Show every line in the items below that contains the word "foliage", copying each such line in full. Treat the match as case-sensitive.
━━ Entries
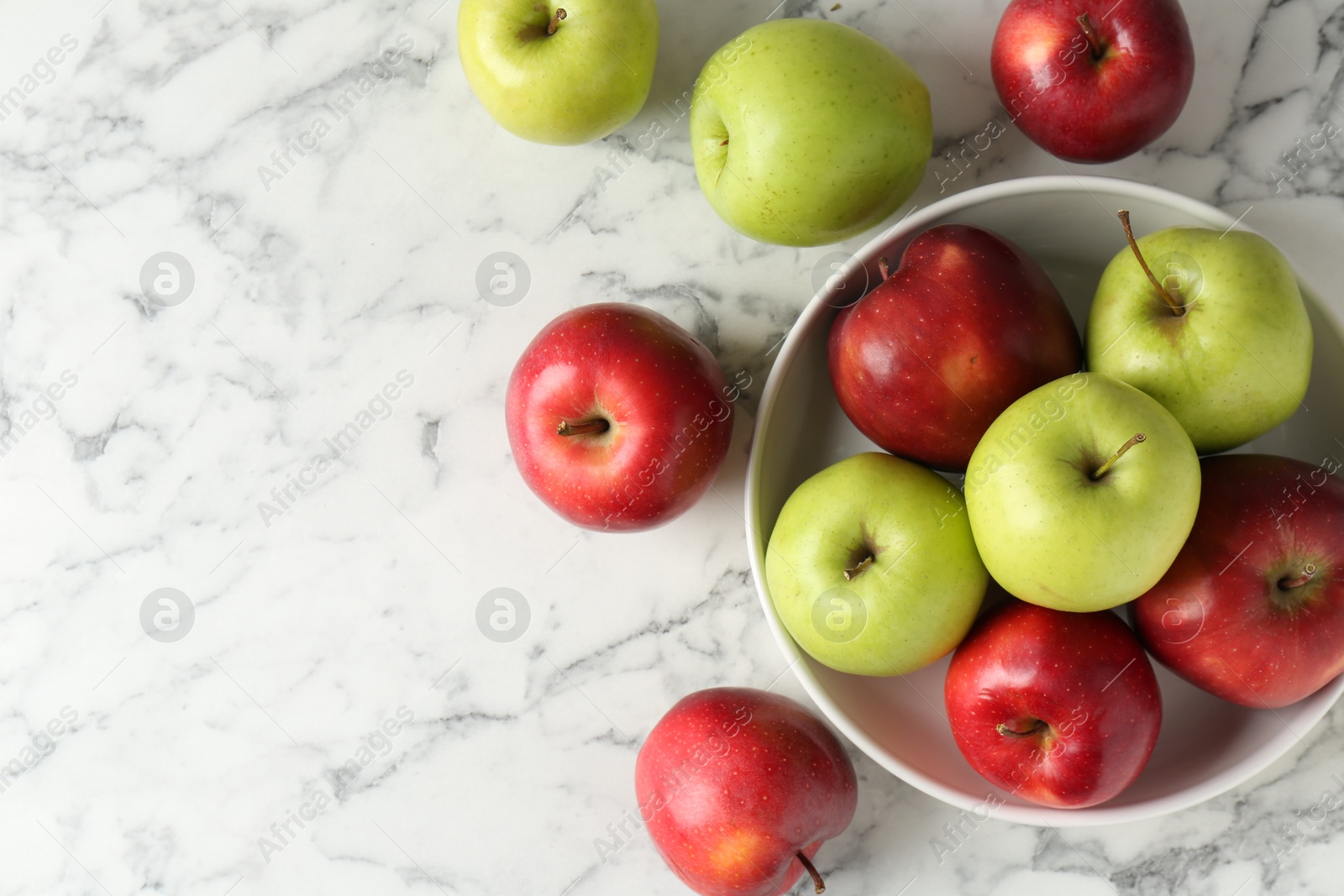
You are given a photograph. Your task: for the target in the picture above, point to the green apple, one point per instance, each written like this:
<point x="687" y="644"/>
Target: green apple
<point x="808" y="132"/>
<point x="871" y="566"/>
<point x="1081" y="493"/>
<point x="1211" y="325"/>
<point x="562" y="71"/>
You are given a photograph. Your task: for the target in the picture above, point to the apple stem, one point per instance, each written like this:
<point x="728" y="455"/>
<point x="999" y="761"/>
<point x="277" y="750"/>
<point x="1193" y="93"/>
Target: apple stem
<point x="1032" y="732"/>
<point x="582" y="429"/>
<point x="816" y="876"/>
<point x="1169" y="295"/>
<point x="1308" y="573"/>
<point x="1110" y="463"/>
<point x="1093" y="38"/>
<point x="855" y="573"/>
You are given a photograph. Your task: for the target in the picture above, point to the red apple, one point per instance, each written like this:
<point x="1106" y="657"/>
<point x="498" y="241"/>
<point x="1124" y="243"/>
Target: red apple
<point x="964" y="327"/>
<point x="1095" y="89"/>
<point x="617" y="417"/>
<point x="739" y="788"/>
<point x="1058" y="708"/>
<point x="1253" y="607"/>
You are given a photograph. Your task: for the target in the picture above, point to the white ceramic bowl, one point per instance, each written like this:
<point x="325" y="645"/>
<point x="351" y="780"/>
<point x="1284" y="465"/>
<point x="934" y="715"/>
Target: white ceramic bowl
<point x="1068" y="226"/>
━━━━
━━ Entries
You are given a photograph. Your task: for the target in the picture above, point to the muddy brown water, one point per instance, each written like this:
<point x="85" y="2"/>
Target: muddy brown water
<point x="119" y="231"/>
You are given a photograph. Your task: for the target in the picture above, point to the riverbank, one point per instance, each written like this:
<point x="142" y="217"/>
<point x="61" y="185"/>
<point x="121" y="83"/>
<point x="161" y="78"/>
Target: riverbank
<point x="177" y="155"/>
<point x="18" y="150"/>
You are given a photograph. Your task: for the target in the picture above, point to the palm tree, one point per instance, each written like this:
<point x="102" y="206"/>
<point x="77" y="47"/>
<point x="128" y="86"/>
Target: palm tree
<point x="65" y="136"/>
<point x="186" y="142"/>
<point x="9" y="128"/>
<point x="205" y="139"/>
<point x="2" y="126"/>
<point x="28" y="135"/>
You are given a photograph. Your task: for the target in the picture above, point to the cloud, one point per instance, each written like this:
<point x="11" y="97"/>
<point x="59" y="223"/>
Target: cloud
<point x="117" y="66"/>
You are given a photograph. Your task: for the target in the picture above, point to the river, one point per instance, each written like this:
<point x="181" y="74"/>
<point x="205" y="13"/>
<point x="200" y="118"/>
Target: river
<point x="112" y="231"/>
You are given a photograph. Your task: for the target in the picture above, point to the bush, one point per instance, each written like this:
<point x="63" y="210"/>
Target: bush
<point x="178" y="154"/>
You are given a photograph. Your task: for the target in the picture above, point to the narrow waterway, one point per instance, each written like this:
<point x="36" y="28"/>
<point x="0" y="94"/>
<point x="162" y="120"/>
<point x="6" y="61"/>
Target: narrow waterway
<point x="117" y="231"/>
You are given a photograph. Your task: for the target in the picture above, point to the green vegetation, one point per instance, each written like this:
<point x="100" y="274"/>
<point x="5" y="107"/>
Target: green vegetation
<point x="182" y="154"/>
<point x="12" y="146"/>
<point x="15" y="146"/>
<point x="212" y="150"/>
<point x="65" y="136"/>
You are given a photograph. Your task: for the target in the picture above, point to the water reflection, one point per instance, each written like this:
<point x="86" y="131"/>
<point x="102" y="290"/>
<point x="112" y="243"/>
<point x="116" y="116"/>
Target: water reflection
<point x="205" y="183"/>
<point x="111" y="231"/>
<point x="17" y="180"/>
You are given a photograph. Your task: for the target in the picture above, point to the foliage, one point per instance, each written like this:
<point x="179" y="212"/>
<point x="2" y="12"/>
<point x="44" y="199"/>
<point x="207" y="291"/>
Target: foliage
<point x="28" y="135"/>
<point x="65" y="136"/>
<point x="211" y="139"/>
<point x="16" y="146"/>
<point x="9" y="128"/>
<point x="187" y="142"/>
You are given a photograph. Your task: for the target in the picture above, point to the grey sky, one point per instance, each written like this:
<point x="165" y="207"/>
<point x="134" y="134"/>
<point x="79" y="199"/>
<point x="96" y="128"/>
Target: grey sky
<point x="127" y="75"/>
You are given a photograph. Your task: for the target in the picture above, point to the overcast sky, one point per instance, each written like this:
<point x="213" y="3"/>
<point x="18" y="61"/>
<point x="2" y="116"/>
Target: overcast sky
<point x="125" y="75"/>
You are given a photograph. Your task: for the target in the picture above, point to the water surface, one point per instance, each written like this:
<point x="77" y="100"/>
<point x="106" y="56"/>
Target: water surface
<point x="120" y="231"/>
━━━━
[Response]
You are given a photograph. Your task: for the target in the picture above, point to the foliage, one point per instance, each written like this:
Target: foliage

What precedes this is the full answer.